Task list –
1 - Decide whether each statement below agrees with the text on Linux software installation, answering yes or no and quoting the words from the text that settle it. (a) Mozilla is named as filling the need for a complete browser. (b) Software compiled from source is said to run slower than a pre-compiled 386 binary. (c) One comment gives portage as a reason for choosing Gentoo.
2 - Carry on the text on Linux software installation from the point where it stops.

Quoted text –

-- start --

Why should an installation file have a .lif ending? Oh… linux installation file… so obvious. Again, obvious if you know what it means… just like a lot of things in linux. So the author, despite attempts to make the system opaque and practical, still manages to drop something in there by expecting users to view/know file name extensions.
Hmm…
In the very beginning, Linux lacks hardware support, then the 2.4 kernel was.
Then, Linux lacks Desktop Managers, then KDE3 and Gnome2 were.
Then Linux lacks a complete browser. Mozilla was.
Then, Linux lacks Productivity Software. Open Office, Koffice (and soon Gobe Productive) were.
Now the problem is programs installation? Red Carpet and RpmDrake are beginning of answers(not to mention apt-get but it seems that CLI is not well suited for the average user).
It’s just another level of the scale and some people here on Earth are working hard to make these things possible.
So, what’s next? Games? In a few months, Doom III will be available for Linux… 😉
I’ve read a few comments about Gentoo saying that it’s too hard to use, and that you can’t compile from source on a desktop os … Why?? what does the average user care if it’s complied from source or not ?? so long as it installs what does it matter … in fact it’ll run faster if it’s compiled and not a pre-compiled 386 binary … so if someone wrote a gui for Portage that lets you browse the ports tree, sorted by app type, and shows you what you can have (maybe with a link to the home page of the project) and what you’ve got (including versions) and a button to install and uninstall it’s perfect … Personaly I’m happy with typing emerge … it’s a beautiful system and much easier to use than Windows, no clicking, no reading licences, no selling your soul …
it’s a GUI frontend to portage, works with KDE.
I’m a newbie to linux, but i’m a windows advanced user, and I chose Gentoo for portage and the mandatory learning that comes with Gentoo
Just like I said in a previous comment, I’ll stick with Gentoo because of the community.

-- end --

Source records –

-- start --

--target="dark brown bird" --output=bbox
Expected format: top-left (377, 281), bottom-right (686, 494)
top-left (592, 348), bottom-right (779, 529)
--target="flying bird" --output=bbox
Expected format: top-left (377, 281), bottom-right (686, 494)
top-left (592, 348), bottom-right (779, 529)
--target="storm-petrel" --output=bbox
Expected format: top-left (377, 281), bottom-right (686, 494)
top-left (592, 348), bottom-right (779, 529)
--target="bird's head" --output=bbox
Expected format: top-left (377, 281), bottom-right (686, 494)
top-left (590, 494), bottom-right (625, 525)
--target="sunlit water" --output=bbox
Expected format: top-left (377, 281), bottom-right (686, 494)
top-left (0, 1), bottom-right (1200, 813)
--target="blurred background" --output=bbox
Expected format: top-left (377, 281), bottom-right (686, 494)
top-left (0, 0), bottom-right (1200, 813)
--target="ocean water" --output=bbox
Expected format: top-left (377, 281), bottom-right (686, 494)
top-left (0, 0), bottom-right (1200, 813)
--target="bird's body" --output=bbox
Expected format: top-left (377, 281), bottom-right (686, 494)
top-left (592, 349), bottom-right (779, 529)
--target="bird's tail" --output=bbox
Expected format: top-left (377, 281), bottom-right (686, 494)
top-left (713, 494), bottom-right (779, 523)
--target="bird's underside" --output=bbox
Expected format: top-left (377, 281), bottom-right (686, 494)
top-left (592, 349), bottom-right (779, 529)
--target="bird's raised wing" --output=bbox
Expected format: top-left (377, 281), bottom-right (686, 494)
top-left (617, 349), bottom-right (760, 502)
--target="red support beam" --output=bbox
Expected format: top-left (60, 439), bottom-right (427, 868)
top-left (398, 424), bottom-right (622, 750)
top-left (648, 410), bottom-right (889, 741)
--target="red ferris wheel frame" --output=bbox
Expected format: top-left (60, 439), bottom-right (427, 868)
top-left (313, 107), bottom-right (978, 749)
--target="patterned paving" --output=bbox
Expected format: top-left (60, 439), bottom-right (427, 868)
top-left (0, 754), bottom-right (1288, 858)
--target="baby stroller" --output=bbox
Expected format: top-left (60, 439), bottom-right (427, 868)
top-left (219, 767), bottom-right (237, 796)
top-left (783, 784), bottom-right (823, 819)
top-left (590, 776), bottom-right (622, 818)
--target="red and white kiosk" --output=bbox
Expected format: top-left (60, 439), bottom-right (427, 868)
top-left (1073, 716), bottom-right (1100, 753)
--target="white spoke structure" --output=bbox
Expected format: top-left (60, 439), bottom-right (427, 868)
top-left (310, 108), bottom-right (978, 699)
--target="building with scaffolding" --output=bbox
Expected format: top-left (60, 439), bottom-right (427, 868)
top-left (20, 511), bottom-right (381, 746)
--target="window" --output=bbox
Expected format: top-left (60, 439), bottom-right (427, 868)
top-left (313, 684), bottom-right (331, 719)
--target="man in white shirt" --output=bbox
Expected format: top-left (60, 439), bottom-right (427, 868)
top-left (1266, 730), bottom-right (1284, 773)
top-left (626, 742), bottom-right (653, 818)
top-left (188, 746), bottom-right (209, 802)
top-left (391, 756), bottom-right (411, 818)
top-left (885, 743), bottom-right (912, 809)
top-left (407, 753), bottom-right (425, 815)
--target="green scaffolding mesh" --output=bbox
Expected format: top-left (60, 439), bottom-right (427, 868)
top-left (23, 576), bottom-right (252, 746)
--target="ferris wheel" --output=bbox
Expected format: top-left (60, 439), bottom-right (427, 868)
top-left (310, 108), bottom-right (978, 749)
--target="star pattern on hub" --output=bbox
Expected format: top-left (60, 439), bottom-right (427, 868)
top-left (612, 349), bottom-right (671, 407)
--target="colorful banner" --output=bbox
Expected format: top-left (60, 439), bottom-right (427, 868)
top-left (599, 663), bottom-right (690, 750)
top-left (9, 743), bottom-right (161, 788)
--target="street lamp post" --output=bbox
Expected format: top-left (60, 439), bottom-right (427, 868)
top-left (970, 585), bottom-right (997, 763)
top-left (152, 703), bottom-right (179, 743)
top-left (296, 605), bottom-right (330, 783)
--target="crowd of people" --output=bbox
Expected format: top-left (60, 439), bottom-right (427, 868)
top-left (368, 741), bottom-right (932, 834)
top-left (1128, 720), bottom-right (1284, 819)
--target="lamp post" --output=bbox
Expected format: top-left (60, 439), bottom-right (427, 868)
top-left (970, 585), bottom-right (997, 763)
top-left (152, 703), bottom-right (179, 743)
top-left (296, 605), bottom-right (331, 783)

-- end --

Results for the exercise –
1 -
(a) Yes: "Then Linux lacks a complete browser. Mozilla was."
(b) No: "in fact it’ll run faster if it’s compiled and not a pre-compiled 386 binary"
(c) Yes: "I chose Gentoo for portage and the mandatory learning that comes with Gentoo"

2 -
For me, the problem about install/uninstall is settled: kportagemaster does it. I did not yet meet a dependency problem. Hope it wont happen!
For Joe User, Lycoris should do the trick with their “IRIS” stuff.
Brazilian Conectiva Linux distribution ported the Debian apt to works with rpm packages. To install a program “prog” you just have to type
# apt-get install prog
and all dependencies are also downloaded and installed. The only problem with Linux is that there are many distributions and therefore it is necessary to generate binaries to all of them. Another “advantage” of Windows to dummies is that they never compile a program; the installers only decompress the files. Try to distribute a Windows program only by source code. MS Windows Visual C++ is very expensive and it is not included on Windows.
And I think that Linux is not difficult. Everybody used MS-DOS and have to change to Windows 3.X and then to Win9X and then to XP. What is the difference ? Unix is even anterior to MS-DOS. Unix never was popular because RISC hardware is very expensive but now there are no excuses. The only problem is the Microsoft bain-wash philosophy.
I totally agree with Adam.I think one of the the key Objectives of the Linux Community is to grab the greater part(if not all)of the software market from Microsoft.If linux has to achieve this, then it has to beat the Redmond company at it’s key strenghts-EASY OF USE and EASY OF ADMINISTRATION.Windows is very easy to administer and to use and this is the fact that everyone has to acknowledge;Otherwise forget about linux on the desktop.
I have been working as an IT Support Engineer for more than 3 years now.But it still takes me ages to get something working in linux and yet in Windows it’s only a few clicks and under a minute I am done.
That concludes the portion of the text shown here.